(A block of data)
━━━━━━━━━━
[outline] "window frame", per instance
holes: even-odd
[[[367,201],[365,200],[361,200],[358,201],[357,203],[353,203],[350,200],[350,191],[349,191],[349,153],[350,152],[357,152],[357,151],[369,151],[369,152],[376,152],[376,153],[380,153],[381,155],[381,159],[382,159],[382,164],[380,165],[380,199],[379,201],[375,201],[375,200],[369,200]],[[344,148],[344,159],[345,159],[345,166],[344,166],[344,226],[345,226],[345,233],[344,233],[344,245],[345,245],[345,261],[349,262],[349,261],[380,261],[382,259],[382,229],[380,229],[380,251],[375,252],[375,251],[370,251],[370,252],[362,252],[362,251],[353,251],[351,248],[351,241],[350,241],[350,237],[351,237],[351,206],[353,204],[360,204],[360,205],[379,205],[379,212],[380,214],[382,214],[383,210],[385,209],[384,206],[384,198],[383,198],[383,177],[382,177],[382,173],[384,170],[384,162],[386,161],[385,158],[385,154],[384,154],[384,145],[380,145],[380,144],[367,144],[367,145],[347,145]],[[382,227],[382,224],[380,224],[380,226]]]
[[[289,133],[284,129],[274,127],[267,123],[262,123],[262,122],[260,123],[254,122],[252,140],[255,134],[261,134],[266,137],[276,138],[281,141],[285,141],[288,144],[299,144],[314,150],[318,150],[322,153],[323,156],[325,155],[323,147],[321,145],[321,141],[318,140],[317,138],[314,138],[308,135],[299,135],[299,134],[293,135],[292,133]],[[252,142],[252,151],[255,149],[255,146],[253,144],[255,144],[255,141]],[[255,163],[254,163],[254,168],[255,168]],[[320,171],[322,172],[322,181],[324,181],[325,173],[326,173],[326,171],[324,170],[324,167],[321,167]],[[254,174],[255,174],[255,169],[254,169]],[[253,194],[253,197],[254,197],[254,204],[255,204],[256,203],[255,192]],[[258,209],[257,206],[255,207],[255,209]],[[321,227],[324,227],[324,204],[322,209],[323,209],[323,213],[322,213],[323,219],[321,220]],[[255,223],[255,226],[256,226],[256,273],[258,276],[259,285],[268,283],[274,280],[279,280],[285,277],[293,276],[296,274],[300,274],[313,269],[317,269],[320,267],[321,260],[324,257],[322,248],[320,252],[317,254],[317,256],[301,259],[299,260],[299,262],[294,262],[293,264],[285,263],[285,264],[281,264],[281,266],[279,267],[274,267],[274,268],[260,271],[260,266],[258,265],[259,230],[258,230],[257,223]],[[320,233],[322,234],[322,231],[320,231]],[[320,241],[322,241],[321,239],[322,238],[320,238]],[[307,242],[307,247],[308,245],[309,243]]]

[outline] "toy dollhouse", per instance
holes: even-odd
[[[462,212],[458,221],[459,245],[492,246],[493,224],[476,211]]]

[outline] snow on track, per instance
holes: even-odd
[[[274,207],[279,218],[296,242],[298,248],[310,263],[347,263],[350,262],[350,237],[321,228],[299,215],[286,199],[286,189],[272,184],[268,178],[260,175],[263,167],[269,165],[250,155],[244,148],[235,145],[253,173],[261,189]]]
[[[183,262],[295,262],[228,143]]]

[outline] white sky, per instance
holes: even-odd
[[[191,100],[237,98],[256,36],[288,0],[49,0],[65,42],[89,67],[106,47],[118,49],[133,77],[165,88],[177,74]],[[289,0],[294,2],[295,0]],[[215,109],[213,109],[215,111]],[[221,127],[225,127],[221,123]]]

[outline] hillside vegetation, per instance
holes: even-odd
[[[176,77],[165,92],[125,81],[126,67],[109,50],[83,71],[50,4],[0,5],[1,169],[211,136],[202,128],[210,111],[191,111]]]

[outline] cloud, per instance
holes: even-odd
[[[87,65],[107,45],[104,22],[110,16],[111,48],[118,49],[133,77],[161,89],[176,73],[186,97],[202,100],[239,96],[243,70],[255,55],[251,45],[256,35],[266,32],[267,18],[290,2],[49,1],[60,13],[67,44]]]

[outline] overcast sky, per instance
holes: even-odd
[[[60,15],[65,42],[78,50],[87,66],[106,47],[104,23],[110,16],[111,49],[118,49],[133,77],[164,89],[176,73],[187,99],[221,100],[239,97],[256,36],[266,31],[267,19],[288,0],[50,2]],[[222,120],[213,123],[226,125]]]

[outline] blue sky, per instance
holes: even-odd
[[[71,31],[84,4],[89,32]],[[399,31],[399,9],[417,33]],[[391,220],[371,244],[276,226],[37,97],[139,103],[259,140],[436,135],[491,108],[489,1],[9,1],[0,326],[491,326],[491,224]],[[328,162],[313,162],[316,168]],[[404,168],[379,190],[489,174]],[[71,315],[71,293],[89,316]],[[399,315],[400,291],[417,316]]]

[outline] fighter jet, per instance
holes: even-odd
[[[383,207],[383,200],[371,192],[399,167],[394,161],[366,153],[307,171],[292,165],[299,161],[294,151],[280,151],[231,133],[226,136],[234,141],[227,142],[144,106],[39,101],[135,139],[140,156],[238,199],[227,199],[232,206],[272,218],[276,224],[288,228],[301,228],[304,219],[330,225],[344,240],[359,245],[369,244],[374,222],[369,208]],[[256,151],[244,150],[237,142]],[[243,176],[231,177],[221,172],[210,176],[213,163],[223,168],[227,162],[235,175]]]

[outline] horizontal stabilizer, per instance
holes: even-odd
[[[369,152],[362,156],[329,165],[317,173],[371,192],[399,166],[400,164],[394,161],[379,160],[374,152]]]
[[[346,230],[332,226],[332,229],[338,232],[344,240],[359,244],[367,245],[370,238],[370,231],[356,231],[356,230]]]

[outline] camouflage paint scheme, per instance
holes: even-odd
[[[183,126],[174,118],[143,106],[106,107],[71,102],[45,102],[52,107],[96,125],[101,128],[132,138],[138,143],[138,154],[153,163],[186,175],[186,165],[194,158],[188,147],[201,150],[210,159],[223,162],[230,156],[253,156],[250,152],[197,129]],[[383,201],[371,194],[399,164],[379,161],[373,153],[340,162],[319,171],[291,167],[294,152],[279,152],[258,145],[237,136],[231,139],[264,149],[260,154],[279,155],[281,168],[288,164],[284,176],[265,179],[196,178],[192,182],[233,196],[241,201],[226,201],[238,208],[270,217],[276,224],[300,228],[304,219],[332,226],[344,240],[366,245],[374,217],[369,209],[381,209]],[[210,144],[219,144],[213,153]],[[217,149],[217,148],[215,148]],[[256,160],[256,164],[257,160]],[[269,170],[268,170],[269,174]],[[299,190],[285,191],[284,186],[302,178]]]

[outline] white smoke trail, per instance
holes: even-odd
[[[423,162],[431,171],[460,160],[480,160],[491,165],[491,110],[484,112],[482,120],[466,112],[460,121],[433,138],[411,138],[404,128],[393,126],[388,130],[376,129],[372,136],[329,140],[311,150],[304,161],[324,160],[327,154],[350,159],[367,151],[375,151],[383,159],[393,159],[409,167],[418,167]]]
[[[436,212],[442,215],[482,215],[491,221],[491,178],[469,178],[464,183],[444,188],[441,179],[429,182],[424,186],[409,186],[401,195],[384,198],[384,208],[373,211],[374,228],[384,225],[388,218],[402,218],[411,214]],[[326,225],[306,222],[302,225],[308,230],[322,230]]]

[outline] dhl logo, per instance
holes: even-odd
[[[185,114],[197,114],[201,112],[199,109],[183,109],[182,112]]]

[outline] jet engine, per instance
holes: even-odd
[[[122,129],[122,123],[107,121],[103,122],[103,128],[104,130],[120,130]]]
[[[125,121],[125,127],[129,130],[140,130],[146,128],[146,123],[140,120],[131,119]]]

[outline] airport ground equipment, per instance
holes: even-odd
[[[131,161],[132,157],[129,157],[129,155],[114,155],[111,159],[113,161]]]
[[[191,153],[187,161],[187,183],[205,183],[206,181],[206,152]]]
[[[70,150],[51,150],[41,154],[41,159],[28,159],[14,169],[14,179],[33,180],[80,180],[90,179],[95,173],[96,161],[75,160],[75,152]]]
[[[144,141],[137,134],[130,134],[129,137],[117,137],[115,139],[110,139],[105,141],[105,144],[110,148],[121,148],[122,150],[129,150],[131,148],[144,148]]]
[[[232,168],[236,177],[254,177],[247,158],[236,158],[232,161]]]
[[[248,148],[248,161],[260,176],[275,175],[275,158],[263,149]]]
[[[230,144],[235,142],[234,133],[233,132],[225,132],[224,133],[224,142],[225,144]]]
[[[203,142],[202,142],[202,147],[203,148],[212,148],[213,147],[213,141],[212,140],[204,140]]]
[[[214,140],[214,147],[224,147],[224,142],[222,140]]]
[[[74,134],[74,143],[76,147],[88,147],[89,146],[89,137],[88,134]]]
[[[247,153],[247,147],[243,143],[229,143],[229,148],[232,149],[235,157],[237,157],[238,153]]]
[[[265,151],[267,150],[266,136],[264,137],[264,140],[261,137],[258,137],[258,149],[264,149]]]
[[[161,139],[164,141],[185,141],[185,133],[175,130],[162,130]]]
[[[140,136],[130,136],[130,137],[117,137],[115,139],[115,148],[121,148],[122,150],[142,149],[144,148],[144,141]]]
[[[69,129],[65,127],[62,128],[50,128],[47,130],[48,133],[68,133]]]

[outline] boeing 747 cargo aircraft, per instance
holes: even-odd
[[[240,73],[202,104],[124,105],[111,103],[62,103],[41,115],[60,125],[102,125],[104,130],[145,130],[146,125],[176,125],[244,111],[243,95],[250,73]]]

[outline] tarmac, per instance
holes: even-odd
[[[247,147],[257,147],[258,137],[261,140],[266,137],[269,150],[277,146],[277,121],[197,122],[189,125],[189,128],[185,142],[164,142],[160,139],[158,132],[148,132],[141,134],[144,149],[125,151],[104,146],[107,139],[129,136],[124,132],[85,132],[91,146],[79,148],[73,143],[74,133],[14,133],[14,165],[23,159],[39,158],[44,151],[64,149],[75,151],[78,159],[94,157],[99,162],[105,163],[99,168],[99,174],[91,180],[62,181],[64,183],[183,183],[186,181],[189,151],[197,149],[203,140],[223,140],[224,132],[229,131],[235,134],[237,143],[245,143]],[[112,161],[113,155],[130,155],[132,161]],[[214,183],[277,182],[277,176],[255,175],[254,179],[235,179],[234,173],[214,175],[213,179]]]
━━━━━━━━━━
Exercise details
Locate every line in the block of data above that contains the string "white", matching case, and copy each of those lines.

Right answer
[outline] white sky, per instance
[outline] white smoke trail, per instance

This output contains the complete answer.